§ **Directive**
Pick out every line of the listing below that contains the word "small", and copy each one.

**** Stored data

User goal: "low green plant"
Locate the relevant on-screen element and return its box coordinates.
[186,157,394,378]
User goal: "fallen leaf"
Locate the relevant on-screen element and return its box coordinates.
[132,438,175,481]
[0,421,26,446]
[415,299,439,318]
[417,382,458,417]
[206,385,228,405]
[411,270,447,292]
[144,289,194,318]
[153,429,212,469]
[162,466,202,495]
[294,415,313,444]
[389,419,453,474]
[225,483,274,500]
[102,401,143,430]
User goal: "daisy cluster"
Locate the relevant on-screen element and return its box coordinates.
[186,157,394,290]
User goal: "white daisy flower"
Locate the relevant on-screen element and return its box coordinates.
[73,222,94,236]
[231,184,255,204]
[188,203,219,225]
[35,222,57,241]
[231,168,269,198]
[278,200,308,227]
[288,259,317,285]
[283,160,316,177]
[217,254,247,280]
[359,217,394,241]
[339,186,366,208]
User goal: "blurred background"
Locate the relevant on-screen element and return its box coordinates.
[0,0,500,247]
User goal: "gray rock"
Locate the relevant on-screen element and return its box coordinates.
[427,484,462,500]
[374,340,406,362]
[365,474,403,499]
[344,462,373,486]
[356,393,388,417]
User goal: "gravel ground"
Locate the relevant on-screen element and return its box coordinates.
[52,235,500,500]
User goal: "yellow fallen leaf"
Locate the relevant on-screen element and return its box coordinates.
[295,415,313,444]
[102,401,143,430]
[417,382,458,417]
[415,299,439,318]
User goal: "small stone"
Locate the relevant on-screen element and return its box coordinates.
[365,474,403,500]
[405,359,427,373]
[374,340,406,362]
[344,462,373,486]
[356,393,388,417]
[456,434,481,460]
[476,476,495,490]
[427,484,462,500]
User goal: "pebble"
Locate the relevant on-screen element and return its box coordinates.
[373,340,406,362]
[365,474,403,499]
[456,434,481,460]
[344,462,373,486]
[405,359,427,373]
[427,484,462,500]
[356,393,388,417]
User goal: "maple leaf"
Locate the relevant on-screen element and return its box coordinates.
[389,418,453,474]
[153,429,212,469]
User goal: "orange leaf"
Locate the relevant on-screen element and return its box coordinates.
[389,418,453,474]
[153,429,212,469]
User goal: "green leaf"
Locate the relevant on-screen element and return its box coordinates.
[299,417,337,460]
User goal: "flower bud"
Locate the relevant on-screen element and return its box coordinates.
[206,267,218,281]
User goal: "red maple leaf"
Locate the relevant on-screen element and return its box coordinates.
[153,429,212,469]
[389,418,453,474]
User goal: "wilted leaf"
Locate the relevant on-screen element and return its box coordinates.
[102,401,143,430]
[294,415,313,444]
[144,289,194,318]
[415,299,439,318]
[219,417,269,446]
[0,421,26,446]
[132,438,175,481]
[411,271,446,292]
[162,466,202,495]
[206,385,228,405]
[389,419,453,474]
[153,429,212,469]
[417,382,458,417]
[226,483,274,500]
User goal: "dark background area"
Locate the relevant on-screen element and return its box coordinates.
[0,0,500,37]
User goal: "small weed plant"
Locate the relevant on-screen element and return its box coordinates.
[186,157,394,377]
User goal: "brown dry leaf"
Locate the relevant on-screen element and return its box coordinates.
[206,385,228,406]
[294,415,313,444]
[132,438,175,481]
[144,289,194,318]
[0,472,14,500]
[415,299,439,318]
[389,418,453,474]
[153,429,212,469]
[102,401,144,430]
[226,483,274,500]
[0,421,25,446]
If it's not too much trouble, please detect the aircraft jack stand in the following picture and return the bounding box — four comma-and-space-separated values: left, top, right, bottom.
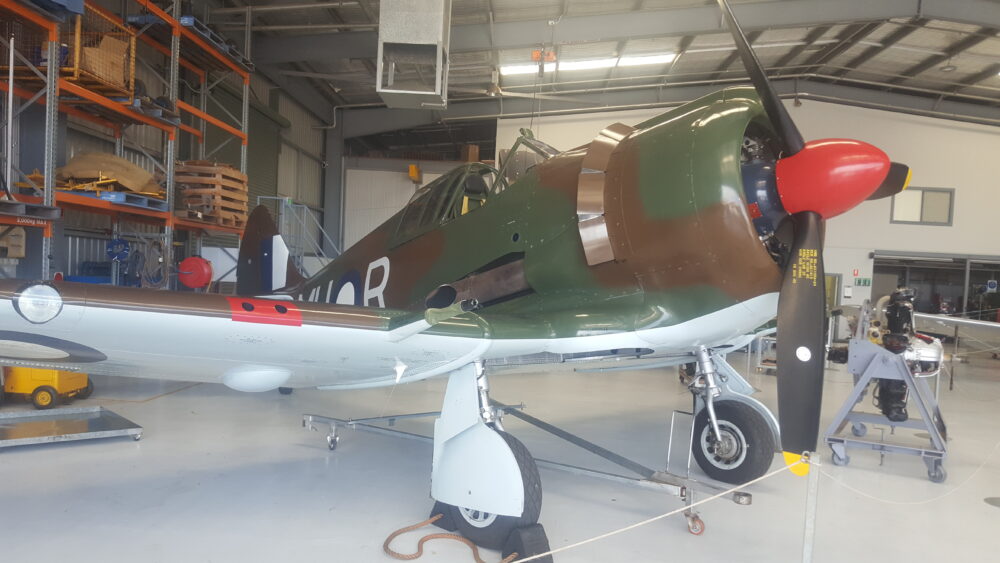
825, 339, 948, 483
302, 400, 753, 535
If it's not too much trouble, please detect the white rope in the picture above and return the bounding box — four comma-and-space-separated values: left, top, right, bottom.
513, 460, 805, 563
820, 441, 1000, 506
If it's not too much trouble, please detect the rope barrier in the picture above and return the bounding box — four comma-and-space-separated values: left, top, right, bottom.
820, 441, 1000, 506
514, 460, 804, 563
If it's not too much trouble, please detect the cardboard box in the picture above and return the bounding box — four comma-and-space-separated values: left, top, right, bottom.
80, 35, 129, 87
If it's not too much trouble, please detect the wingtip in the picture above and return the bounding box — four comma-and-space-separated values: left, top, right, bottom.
781, 452, 809, 477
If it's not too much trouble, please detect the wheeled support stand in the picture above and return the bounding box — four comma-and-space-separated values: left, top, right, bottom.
825, 338, 948, 483
302, 364, 752, 557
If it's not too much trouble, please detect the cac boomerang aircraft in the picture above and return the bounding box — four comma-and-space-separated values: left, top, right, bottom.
0, 0, 909, 546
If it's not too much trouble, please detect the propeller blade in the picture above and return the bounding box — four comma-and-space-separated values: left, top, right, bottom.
718, 0, 805, 157
777, 211, 826, 475
868, 162, 910, 201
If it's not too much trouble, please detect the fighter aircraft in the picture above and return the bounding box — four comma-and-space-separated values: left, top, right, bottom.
0, 0, 909, 546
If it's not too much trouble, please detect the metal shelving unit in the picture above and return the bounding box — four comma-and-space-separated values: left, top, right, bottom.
0, 0, 253, 286
0, 0, 60, 278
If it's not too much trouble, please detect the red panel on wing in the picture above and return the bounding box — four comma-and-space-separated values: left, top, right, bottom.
226, 297, 302, 326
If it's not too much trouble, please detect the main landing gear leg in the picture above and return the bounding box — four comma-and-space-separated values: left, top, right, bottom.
688, 347, 778, 484
431, 362, 542, 557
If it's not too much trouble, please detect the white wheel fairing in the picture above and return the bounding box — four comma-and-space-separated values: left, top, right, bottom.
458, 507, 497, 528
11, 283, 63, 324
0, 330, 108, 363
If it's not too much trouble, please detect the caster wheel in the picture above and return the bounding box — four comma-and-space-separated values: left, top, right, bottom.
927, 463, 948, 483
688, 516, 705, 536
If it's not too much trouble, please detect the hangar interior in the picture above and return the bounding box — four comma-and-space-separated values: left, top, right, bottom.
0, 0, 1000, 561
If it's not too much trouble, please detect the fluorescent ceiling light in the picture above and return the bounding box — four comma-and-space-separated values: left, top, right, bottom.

********

§ **Full output**
User goal: "small stone"
User goal: "small weed plant"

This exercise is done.